# WORK REQUEST A:
Decide whether each statement below agrees with the rifle-cleaning text, answering yes or no and quoting the deciding words of the text. (i) One writer cleans once shot groups start to open up. (ii) One writer cleans calibers with more than 50 grains of powder about every 100 rounds. (iii) The first writer's rifle has had 1100 rounds fired through it.

# DOCUMENT EXCERPT:
I'll bore snake my barrel after each outing (dry bore snake), and sometimes not even that. My rifle doesn't settle down to shooting max accuracy until it has like 10-20 rounds through it, and I'll shoot it for 100 between cleanings and have no problems thus far with 1100 rounds through the pipe.
 
I clean when my groups start opening up. I find it unnecessary to clean if it is still shooting straight. This is usually past 100 rounds for me. If the rifle needed to be cleaned after around 20 shots I would sell the gun.
 
I clean calibers with 50 or less grains of powder and bare bullets about every 100 rounds. Anything with more powder I clean between 20 and 50 shots. I try to work it out where I can clean and shoot at least 3 fouling shots before I need to hunt with the weapon.
 
I clean calibers with 50 or less grains of powder and bare bullets about every 100 rounds. Anything with more powder I clean between 20 and 50 shots. I try to work it out where I can clean and shoot at least 3 fouling shots before I need to hunt with the weapon.

# WORK REQUEST B:
State only how many lines of the records contain the string "positive".

# Stored data:
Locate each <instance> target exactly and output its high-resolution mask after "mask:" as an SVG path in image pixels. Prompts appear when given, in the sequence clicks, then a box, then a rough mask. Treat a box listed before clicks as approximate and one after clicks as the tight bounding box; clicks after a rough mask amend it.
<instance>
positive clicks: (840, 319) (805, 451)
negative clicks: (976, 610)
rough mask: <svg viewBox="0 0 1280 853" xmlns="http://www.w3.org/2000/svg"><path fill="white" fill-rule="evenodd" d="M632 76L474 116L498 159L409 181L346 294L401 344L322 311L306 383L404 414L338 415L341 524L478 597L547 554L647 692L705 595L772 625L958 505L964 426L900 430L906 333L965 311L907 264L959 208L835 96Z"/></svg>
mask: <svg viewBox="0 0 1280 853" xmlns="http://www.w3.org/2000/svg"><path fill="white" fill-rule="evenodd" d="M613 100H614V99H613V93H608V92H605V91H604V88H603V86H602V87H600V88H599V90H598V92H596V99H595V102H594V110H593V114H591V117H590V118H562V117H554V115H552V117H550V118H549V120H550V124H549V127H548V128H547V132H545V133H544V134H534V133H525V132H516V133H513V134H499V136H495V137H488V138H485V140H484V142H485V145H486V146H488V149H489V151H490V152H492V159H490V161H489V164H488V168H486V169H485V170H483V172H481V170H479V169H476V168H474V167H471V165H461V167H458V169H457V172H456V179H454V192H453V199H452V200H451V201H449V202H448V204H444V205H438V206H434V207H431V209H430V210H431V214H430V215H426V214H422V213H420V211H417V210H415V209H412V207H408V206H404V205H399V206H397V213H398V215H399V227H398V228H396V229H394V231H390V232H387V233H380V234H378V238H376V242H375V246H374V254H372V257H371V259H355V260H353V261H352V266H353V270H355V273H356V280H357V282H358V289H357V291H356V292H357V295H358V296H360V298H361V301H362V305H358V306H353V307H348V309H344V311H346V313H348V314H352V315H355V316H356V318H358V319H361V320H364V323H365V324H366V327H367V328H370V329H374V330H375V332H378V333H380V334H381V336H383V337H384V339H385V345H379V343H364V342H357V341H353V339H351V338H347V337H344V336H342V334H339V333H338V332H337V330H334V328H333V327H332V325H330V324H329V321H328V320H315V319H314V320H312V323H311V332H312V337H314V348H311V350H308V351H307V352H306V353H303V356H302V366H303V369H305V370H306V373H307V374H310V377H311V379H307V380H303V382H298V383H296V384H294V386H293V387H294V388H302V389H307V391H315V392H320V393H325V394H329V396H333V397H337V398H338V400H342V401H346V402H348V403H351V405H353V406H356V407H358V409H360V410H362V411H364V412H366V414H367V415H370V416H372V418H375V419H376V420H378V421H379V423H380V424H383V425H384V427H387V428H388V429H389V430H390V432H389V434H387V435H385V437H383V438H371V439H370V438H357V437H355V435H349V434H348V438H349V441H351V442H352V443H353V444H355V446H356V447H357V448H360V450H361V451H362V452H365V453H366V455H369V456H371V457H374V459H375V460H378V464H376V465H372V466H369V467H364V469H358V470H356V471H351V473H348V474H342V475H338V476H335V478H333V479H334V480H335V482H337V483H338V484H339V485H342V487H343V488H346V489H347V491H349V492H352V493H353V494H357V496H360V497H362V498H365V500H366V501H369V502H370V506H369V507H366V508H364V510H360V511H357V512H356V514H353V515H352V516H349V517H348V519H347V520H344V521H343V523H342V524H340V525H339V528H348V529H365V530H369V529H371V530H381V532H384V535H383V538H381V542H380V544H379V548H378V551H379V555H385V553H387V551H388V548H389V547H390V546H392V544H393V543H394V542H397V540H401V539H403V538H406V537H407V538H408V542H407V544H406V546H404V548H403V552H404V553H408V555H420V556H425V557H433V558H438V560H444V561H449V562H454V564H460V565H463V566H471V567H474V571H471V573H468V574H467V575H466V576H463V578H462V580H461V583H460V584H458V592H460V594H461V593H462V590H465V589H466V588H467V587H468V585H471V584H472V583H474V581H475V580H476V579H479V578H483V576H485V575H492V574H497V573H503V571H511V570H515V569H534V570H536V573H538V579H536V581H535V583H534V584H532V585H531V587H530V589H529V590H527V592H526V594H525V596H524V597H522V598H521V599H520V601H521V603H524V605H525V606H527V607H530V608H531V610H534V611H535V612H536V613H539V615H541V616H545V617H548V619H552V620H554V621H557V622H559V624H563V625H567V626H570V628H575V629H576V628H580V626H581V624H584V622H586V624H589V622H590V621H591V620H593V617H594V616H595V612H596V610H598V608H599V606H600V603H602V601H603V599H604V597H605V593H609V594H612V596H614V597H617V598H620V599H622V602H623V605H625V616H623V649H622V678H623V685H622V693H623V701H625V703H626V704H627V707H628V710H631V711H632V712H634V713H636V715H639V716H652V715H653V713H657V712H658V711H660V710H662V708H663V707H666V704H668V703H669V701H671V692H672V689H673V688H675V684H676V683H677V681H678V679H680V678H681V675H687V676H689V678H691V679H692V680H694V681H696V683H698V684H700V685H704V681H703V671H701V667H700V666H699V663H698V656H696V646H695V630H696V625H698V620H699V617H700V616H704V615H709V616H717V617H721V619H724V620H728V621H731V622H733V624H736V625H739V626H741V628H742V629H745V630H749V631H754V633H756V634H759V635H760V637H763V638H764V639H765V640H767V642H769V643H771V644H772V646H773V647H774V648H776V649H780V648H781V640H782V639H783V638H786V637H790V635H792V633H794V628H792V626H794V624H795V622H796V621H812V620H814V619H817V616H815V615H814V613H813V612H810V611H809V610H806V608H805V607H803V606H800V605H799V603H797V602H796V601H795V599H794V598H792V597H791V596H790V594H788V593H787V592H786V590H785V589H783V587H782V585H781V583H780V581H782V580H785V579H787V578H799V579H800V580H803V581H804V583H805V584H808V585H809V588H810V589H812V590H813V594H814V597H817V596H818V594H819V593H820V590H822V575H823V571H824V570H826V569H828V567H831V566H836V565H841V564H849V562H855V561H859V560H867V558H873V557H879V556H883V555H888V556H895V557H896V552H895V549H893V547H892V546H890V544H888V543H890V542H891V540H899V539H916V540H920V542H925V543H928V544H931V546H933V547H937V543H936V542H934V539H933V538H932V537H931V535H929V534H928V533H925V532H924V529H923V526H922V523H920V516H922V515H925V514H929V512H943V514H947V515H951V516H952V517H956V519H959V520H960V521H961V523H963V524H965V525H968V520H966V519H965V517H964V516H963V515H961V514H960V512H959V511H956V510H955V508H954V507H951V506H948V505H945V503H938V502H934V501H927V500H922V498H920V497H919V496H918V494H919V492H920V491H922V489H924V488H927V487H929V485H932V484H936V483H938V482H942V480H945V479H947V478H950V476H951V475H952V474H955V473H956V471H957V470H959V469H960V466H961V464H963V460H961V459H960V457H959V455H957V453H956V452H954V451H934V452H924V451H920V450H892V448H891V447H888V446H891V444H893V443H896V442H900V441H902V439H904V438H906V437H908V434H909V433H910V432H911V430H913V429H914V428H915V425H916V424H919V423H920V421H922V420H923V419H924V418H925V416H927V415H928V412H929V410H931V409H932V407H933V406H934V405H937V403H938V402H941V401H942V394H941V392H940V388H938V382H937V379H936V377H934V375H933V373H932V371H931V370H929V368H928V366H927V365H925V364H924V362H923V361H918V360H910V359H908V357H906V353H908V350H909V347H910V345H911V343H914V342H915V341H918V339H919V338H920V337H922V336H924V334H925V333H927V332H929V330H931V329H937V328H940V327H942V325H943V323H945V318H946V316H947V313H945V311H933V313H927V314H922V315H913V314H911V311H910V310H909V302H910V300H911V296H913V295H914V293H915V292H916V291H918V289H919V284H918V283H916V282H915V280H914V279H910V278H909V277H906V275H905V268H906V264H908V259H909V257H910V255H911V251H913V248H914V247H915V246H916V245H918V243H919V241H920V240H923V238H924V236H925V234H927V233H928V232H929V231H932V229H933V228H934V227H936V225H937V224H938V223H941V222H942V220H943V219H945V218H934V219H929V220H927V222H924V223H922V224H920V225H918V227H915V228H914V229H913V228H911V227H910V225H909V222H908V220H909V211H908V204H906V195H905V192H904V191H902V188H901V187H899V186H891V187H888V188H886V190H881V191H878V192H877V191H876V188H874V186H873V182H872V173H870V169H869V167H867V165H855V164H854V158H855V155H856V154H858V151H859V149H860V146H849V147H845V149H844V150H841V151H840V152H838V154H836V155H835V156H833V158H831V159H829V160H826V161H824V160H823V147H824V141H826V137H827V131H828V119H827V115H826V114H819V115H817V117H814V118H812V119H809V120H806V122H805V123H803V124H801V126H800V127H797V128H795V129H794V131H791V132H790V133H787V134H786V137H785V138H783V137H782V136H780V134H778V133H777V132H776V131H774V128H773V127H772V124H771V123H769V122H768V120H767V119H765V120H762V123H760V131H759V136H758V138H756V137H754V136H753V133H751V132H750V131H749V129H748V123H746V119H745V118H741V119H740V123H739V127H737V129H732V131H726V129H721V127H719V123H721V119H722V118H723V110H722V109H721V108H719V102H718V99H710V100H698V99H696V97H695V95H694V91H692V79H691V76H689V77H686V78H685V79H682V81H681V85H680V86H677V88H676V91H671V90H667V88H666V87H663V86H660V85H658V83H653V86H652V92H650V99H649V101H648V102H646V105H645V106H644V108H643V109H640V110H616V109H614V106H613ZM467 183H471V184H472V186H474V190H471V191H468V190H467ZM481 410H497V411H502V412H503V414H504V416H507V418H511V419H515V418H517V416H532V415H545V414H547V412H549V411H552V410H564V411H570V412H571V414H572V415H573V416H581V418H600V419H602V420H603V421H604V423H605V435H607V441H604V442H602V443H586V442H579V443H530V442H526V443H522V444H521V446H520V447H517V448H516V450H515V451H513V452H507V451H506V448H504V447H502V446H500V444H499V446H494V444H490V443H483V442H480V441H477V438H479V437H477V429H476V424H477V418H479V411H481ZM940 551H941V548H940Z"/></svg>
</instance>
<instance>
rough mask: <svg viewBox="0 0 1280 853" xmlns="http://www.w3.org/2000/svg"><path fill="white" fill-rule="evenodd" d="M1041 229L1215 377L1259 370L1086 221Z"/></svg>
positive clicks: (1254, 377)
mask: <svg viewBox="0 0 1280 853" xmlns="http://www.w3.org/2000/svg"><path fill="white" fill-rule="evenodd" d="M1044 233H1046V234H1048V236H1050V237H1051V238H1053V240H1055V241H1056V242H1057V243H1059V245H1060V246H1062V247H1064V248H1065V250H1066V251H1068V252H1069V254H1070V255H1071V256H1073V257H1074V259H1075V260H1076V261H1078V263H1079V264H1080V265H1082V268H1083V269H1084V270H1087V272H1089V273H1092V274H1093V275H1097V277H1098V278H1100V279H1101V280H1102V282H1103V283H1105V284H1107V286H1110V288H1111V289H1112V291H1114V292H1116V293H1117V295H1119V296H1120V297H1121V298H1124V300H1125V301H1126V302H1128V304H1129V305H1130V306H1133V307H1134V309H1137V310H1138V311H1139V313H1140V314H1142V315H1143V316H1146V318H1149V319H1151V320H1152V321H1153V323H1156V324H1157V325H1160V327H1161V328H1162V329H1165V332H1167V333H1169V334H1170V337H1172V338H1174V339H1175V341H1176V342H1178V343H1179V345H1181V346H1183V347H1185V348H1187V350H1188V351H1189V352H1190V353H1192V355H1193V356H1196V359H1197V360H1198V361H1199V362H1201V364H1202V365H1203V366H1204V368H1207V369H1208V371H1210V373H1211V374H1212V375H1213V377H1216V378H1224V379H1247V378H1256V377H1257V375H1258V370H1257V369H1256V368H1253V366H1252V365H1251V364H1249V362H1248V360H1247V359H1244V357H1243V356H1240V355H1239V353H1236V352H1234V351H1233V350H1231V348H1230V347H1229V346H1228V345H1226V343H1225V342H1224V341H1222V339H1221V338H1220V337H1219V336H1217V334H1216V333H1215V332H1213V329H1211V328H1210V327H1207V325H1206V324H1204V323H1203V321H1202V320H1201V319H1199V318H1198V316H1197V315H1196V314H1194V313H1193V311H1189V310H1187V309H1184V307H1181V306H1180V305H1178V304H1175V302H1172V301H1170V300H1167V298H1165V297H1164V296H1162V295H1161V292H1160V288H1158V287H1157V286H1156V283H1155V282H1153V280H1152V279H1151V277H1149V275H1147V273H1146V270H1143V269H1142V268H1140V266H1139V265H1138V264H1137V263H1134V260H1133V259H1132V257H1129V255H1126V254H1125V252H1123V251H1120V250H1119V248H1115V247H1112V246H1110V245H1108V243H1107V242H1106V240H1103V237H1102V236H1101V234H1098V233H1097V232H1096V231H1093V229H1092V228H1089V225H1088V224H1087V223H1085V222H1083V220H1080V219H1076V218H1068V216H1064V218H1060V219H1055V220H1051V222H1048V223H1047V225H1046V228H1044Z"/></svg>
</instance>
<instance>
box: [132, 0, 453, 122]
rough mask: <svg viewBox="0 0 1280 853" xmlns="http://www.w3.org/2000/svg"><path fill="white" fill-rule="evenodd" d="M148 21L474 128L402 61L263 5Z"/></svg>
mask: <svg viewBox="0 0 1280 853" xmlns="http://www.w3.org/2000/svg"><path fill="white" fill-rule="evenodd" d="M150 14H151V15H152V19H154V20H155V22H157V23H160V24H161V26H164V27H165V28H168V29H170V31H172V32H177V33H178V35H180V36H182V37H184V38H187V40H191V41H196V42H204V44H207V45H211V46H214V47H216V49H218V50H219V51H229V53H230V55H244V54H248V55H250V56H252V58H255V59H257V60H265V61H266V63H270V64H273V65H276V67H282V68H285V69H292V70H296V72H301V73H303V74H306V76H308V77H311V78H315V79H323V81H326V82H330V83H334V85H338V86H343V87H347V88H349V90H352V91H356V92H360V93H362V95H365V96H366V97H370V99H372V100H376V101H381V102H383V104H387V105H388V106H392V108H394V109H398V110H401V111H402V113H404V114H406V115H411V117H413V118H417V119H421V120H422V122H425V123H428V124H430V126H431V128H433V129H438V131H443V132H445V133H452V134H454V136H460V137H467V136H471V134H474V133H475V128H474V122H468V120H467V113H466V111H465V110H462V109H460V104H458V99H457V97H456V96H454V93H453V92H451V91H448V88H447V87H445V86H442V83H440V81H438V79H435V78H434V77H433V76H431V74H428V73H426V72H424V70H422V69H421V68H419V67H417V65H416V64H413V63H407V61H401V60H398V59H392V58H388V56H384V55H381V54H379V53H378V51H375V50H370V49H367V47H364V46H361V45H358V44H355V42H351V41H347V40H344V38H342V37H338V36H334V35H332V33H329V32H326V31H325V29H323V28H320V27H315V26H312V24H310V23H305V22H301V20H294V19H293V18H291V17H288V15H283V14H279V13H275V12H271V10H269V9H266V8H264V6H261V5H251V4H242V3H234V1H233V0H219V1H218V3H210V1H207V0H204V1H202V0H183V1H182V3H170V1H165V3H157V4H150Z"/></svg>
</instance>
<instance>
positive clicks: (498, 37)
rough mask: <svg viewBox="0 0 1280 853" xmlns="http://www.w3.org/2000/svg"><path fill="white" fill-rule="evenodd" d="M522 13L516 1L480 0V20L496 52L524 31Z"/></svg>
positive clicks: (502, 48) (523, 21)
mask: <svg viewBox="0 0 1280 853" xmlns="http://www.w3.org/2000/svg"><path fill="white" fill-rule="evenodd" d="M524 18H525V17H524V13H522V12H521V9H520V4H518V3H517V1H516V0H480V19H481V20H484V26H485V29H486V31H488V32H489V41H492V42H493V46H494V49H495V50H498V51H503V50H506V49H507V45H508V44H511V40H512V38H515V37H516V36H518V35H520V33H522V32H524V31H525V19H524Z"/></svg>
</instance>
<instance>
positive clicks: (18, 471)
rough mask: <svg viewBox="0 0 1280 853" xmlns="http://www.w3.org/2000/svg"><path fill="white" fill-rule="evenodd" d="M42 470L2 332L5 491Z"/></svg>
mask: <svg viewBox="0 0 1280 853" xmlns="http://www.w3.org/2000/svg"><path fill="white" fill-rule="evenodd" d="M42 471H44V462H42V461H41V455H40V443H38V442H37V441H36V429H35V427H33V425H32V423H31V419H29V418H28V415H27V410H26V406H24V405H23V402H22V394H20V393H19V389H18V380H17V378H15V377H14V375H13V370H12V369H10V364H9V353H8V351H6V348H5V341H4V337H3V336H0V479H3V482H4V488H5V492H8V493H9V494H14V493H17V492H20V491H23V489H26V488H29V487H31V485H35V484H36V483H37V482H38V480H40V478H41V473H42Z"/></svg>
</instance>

# WRITTEN SOLUTION A:
(i) Yes: "I clean when my groups start opening up."
(ii) No: "Anything with more powder I clean between 20 and 50 shots."
(iii) Yes: "have no problems thus far with 1100 rounds through the pipe."

# WRITTEN SOLUTION B:
5